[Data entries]
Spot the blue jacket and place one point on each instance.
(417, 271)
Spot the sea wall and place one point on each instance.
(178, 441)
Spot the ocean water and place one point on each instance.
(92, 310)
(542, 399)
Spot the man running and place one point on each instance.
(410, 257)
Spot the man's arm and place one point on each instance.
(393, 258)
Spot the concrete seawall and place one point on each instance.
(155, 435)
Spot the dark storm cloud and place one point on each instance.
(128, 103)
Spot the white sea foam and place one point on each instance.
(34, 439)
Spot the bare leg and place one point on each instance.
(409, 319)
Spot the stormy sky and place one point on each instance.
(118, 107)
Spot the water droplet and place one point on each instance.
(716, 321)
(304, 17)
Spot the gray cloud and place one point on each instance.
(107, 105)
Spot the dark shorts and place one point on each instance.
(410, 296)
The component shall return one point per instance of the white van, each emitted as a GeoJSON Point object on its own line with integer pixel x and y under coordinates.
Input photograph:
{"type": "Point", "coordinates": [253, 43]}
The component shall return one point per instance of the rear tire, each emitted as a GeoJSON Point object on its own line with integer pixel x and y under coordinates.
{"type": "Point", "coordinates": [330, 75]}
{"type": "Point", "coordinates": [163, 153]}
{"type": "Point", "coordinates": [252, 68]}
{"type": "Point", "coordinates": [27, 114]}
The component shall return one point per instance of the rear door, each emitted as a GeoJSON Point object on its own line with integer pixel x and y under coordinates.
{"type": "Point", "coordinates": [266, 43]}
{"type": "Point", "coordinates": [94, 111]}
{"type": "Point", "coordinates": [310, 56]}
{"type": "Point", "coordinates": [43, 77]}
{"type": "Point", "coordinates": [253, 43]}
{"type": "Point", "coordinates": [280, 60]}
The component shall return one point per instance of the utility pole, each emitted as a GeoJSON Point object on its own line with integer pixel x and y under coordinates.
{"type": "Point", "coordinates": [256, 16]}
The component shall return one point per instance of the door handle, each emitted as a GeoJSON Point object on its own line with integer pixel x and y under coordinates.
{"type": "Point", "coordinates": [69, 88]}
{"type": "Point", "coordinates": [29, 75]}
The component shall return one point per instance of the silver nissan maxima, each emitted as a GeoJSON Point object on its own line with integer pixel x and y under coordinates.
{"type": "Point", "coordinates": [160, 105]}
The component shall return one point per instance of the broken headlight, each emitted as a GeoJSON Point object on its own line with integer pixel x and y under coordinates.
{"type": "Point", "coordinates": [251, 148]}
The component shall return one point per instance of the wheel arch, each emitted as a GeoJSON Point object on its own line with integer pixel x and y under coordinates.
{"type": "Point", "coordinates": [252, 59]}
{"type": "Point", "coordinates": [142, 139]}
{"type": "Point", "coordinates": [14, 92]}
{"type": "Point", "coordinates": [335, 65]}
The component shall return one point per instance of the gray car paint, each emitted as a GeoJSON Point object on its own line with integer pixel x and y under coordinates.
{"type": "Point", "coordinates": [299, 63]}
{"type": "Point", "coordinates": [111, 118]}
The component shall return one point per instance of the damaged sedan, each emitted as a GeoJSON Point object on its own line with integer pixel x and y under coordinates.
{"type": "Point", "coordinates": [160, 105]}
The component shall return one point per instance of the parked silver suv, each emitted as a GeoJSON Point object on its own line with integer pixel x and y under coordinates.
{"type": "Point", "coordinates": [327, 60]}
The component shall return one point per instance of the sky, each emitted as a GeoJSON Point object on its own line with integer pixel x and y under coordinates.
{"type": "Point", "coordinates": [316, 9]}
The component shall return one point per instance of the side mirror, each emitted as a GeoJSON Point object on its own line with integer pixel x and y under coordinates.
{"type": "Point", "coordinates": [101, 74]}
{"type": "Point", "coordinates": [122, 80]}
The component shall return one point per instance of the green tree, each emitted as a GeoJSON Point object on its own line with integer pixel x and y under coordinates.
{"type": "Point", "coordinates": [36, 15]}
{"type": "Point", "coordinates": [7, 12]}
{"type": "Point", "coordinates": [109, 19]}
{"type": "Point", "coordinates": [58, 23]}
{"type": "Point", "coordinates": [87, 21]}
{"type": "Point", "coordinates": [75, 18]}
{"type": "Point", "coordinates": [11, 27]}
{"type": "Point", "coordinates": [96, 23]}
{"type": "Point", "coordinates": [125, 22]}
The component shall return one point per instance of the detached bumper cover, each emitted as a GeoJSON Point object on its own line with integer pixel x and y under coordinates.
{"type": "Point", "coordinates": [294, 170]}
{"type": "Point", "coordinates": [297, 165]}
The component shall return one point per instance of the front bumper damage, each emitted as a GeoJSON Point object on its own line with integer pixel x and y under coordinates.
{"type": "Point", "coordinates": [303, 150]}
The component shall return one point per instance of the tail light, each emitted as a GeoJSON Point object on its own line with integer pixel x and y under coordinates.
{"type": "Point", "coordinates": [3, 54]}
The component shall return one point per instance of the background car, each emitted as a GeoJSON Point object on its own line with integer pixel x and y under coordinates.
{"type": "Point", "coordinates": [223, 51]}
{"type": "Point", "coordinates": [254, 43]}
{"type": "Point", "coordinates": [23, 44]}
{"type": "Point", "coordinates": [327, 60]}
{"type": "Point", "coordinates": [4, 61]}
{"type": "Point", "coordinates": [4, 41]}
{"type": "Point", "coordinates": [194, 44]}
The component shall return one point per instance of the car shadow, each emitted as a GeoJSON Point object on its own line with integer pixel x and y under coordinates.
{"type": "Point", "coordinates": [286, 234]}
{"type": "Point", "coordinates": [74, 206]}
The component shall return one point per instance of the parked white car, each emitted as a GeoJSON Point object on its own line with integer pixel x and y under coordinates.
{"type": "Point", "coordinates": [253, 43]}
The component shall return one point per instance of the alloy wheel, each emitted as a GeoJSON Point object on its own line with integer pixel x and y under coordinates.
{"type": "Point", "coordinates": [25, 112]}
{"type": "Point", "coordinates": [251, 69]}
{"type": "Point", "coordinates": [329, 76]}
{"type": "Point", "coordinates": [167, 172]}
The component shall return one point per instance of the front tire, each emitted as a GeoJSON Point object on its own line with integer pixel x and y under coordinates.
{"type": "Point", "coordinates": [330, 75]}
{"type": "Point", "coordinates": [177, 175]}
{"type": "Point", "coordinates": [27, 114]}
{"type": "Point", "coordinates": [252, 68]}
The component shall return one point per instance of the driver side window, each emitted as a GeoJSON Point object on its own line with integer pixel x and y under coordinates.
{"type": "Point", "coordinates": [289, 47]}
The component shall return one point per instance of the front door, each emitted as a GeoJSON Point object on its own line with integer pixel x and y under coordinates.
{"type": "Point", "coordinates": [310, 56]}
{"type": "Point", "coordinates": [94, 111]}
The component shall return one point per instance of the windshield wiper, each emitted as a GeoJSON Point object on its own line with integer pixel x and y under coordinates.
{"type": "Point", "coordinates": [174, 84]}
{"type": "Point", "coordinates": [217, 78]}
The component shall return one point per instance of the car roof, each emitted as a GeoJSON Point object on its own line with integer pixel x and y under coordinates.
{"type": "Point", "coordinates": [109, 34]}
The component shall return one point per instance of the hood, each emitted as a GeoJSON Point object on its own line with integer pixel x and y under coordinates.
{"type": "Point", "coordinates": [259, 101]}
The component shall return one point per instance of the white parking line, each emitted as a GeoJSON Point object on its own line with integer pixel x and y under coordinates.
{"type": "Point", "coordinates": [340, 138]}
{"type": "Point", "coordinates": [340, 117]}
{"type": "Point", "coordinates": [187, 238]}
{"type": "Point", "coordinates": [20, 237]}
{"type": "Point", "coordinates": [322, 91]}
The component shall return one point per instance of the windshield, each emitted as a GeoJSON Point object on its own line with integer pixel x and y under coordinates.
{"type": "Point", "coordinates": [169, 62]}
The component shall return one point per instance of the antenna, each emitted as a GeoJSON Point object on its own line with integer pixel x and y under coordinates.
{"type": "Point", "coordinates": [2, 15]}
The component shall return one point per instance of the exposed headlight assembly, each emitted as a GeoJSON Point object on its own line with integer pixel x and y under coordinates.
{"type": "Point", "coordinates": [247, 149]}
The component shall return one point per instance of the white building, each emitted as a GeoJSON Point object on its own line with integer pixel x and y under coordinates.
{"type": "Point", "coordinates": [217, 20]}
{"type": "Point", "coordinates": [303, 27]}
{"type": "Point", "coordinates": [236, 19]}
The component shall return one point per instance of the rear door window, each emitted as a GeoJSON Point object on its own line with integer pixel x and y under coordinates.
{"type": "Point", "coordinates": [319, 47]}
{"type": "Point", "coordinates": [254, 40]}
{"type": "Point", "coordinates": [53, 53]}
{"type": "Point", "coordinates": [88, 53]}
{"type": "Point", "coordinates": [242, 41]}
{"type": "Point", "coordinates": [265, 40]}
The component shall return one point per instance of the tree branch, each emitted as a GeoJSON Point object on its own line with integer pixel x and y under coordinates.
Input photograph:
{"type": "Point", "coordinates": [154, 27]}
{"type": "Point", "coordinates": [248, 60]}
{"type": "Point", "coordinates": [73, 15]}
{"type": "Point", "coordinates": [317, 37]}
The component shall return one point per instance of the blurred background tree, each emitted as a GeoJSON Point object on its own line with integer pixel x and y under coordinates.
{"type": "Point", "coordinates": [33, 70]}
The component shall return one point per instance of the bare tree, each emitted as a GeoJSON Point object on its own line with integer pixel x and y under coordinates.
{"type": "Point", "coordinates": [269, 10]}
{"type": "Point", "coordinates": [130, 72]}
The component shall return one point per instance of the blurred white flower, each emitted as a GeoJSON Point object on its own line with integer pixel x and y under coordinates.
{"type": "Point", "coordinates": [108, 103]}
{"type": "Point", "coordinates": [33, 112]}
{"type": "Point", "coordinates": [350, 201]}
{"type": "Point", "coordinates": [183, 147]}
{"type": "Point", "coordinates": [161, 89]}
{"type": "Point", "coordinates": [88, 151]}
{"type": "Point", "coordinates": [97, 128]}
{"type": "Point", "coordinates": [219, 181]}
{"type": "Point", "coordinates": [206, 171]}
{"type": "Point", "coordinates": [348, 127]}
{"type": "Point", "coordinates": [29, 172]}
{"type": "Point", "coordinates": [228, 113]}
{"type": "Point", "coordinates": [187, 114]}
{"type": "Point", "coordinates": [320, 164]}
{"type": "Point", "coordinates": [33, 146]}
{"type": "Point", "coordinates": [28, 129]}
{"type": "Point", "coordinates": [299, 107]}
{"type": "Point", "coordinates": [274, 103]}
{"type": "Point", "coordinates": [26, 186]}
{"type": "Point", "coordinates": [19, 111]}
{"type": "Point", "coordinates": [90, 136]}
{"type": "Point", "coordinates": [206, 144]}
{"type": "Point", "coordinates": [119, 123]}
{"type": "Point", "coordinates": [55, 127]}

*What the task requires*. Extract, unchanged, the closing run of lines that opens with the line containing "the blurred background" and ends with the last line.

*Written answer*.
The component shall return one point per instance of the blurred background tree, each emitted as a GeoJSON Point object on its own line with integer pixel x and y under coordinates.
{"type": "Point", "coordinates": [33, 70]}
The component shall return one point per instance of the bare tree, each emitted as a GeoJSON Point object on its own line with integer pixel x and y under coordinates.
{"type": "Point", "coordinates": [269, 10]}
{"type": "Point", "coordinates": [130, 72]}
The component shall return one point per instance of the blurred white flower, each emitted as a GeoJSON Point object on its own line with integer pixel x and y under coordinates.
{"type": "Point", "coordinates": [108, 103]}
{"type": "Point", "coordinates": [33, 112]}
{"type": "Point", "coordinates": [350, 201]}
{"type": "Point", "coordinates": [183, 147]}
{"type": "Point", "coordinates": [161, 89]}
{"type": "Point", "coordinates": [88, 151]}
{"type": "Point", "coordinates": [97, 128]}
{"type": "Point", "coordinates": [219, 181]}
{"type": "Point", "coordinates": [206, 171]}
{"type": "Point", "coordinates": [348, 127]}
{"type": "Point", "coordinates": [29, 172]}
{"type": "Point", "coordinates": [228, 113]}
{"type": "Point", "coordinates": [187, 114]}
{"type": "Point", "coordinates": [320, 164]}
{"type": "Point", "coordinates": [33, 146]}
{"type": "Point", "coordinates": [28, 129]}
{"type": "Point", "coordinates": [299, 107]}
{"type": "Point", "coordinates": [274, 103]}
{"type": "Point", "coordinates": [26, 186]}
{"type": "Point", "coordinates": [19, 111]}
{"type": "Point", "coordinates": [90, 136]}
{"type": "Point", "coordinates": [206, 144]}
{"type": "Point", "coordinates": [119, 123]}
{"type": "Point", "coordinates": [55, 127]}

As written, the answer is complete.